> EXERCISE PROMPT
Search the listing below for the word "green", and copy every line in which it turns up.

========================================

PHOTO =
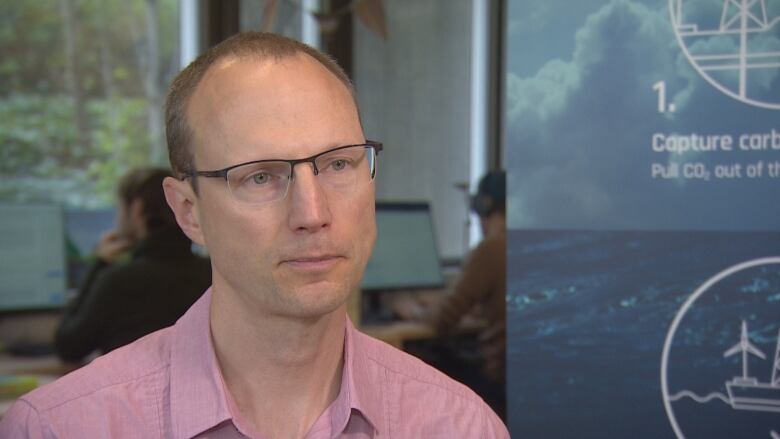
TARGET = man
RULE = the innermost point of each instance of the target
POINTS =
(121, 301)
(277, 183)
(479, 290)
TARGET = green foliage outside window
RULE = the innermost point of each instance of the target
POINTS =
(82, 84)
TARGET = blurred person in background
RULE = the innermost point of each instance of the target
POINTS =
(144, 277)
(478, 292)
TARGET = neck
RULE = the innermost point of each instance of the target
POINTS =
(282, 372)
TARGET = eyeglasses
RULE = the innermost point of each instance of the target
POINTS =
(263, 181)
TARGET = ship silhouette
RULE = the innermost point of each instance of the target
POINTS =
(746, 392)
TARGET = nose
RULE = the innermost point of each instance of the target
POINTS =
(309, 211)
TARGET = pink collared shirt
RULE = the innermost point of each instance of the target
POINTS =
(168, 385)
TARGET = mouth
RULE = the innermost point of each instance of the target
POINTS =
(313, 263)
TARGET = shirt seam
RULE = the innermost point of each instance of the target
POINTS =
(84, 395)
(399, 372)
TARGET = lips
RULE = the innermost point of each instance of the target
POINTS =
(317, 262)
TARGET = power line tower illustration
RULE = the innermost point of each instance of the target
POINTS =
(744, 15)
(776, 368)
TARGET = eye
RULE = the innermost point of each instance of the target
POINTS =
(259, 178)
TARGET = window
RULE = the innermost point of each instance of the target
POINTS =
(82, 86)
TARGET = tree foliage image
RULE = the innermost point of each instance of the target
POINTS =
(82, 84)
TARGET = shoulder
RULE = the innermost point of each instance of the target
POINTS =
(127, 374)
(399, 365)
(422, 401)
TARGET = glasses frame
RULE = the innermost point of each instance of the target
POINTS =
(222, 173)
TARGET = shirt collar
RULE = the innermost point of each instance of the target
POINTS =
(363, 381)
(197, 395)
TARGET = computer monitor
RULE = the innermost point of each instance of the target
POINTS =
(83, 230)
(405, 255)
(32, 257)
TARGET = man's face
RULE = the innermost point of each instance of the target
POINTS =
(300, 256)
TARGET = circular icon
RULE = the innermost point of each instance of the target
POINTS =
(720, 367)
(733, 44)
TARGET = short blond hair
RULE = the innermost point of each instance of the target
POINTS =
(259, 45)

========================================

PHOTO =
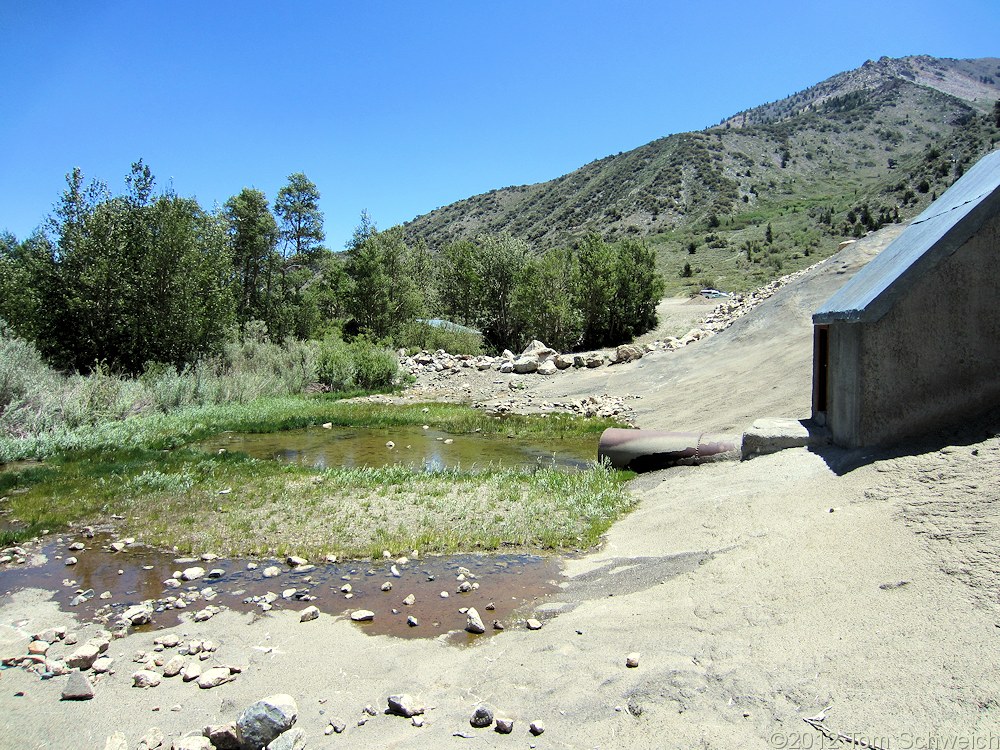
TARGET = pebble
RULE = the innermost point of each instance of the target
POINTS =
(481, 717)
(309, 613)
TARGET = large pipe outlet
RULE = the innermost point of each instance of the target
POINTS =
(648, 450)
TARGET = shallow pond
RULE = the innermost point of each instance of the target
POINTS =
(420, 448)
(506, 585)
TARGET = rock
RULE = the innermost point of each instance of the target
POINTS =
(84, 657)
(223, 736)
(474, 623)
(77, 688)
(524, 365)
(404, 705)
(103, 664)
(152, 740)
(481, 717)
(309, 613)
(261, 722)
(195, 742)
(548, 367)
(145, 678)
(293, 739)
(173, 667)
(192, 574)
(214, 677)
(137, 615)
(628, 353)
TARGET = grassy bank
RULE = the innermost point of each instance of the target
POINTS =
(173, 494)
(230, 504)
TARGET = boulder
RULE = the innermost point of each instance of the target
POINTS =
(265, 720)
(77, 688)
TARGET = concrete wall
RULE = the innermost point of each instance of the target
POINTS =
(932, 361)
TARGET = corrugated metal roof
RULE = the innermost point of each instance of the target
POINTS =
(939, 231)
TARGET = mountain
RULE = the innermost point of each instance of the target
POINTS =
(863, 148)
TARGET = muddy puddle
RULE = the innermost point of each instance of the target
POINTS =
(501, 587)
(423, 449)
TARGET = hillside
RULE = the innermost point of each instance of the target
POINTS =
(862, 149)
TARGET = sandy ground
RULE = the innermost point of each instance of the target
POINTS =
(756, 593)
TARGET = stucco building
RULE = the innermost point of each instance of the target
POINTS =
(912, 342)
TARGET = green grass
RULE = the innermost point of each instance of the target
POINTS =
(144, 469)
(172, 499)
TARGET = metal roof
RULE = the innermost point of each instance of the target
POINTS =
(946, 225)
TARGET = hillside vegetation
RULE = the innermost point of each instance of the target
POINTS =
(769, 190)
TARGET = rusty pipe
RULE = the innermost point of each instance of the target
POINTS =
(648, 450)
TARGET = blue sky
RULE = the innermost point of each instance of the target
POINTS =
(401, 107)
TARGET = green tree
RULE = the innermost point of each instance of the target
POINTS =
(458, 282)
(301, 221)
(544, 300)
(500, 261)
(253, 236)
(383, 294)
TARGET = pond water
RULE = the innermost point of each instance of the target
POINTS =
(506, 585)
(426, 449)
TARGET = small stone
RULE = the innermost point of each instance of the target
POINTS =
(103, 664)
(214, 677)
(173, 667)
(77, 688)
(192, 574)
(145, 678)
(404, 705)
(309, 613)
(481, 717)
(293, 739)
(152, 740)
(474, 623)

========================================

> FINISHED EXERCISE
TARGET = green foliage outside window
TARGET = green grass
TARGET = green tree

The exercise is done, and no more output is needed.